═══ DOCUMENT EXCERPT
For straightforward situations urlopen is very easy to use. But as soon as you encounter errors, or non-trivial cases, you will need some understanding of the HTTP protocol. The most comprehensive reference to HTTP is RFC 2616. This is a technical document and not intended to be easy to read Laughing . This tutorial aims to illustrate using urllib2, with enough detail about HTTP to help you through. It is not intended to replace the urllib2 docs [1], but is supplementary to them.

Fetching URLs

HTTP is based on requests and responses - the client makes requests and servers send responses. Python mirrors this by having you form a Request object which represents the request you are making. In it's simplest form you create a Request object that specifies the URL you want to fetch [2]. Calling urlopen with this Request object returns a handle on the page requested. This handle is a file like object :

import urllib2

the_url = 'http://www.voidspace.org.uk'
req = urllib2 . Request ( the_url )
handle = urllib2 . urlopen ( req )
the_page = handle . read ( )

There are two extra things that Request objects allow you to do. Sometimes you want to POST data to a CGI [3] or other web application. This is what your browser does when you fill in a FORM on the web. You may be mimicking a FORM submission, or transmitting data to your own application. In either case the data needs to be encoded for safe transmission over HTTP, and then passed to the Request object as the data argument. The encoding is done using a function from the urllib library not from urllib2 Razz .

import urllib
import urllib2

the_url = 'http://www.someserver.com/cgi-bin/register.cgi'
values = { 'name' : 'Michael Foord' ,
           'location' : 'Northampton' ,
           'language' : 'Python' }

data = urllib . urlencode ( values )
══════
COMPLETE THE FOLLOWING:
a – Why does the urllib2 tutorial say data must be encoded before it is POSTed to a web application? Answer in one to three sentences.
b – Which lines of the records contain the word "doorway"? List each one.
═══ INPUT MATERIAL
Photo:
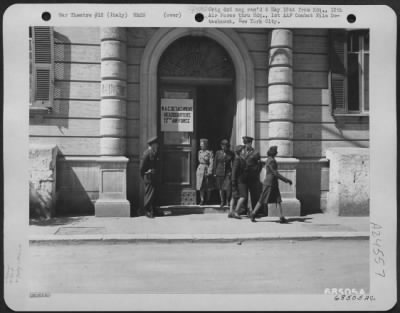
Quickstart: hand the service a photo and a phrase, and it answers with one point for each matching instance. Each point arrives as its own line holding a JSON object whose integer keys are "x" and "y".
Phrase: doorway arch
{"x": 232, "y": 43}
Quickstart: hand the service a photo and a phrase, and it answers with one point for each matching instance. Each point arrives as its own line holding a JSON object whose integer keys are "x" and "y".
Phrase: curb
{"x": 170, "y": 238}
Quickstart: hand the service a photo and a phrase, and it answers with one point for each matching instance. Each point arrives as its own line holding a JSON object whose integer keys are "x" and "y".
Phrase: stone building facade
{"x": 96, "y": 95}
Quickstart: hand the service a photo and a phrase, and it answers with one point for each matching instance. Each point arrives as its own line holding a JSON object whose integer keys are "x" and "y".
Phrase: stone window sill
{"x": 351, "y": 114}
{"x": 40, "y": 110}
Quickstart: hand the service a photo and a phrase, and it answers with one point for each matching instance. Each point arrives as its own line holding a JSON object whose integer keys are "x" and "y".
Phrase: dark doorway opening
{"x": 215, "y": 114}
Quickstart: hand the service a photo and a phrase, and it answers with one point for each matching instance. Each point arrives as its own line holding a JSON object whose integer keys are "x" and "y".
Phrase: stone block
{"x": 280, "y": 93}
{"x": 280, "y": 129}
{"x": 280, "y": 111}
{"x": 42, "y": 180}
{"x": 348, "y": 182}
{"x": 120, "y": 208}
{"x": 112, "y": 198}
{"x": 280, "y": 74}
{"x": 290, "y": 207}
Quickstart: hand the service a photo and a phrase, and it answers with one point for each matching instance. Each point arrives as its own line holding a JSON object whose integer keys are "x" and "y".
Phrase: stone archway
{"x": 227, "y": 38}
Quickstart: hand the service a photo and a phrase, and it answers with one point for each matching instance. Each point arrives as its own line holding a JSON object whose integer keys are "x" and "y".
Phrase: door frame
{"x": 244, "y": 78}
{"x": 192, "y": 89}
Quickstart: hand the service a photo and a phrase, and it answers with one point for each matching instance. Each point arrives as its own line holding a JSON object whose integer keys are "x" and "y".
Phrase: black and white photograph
{"x": 224, "y": 160}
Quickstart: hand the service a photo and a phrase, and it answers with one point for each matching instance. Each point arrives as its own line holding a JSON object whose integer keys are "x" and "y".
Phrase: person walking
{"x": 239, "y": 189}
{"x": 149, "y": 171}
{"x": 222, "y": 171}
{"x": 204, "y": 183}
{"x": 252, "y": 170}
{"x": 270, "y": 192}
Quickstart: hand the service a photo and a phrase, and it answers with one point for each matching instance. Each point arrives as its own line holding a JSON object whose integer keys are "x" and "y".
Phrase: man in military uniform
{"x": 149, "y": 171}
{"x": 223, "y": 171}
{"x": 252, "y": 169}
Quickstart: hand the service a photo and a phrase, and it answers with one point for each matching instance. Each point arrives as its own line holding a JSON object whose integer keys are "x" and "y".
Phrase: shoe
{"x": 235, "y": 215}
{"x": 283, "y": 220}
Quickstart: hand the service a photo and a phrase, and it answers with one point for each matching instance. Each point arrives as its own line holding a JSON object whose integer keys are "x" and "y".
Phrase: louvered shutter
{"x": 42, "y": 54}
{"x": 337, "y": 70}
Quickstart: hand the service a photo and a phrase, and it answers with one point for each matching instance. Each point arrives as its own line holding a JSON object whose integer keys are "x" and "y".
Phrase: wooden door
{"x": 178, "y": 151}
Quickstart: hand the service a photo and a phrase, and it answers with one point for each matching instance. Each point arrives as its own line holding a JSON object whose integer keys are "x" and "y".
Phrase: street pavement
{"x": 195, "y": 227}
{"x": 248, "y": 267}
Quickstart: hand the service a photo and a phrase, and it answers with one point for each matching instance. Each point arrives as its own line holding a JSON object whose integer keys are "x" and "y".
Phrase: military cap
{"x": 224, "y": 142}
{"x": 247, "y": 139}
{"x": 272, "y": 151}
{"x": 152, "y": 140}
{"x": 238, "y": 148}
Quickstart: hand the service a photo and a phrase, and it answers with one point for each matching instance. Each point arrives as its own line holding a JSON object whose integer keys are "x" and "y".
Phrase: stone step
{"x": 192, "y": 209}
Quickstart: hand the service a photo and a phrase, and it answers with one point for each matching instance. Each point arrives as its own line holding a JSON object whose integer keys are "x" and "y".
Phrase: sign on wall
{"x": 177, "y": 115}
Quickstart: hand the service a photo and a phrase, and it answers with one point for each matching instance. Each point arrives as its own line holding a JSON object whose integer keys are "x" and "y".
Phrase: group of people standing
{"x": 236, "y": 174}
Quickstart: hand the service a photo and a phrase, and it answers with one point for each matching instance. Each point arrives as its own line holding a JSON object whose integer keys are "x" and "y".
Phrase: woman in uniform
{"x": 223, "y": 171}
{"x": 271, "y": 193}
{"x": 204, "y": 171}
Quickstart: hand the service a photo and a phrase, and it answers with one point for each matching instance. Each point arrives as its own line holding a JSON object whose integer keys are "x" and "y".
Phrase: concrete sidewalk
{"x": 195, "y": 227}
══════
RESULTS BY TASK:
a – The data must be encoded so it can be transmitted safely over HTTP. Once encoded, it is passed to the Request object as the data argument.

b –
Phrase: doorway arch
Phrase: dark doorway opening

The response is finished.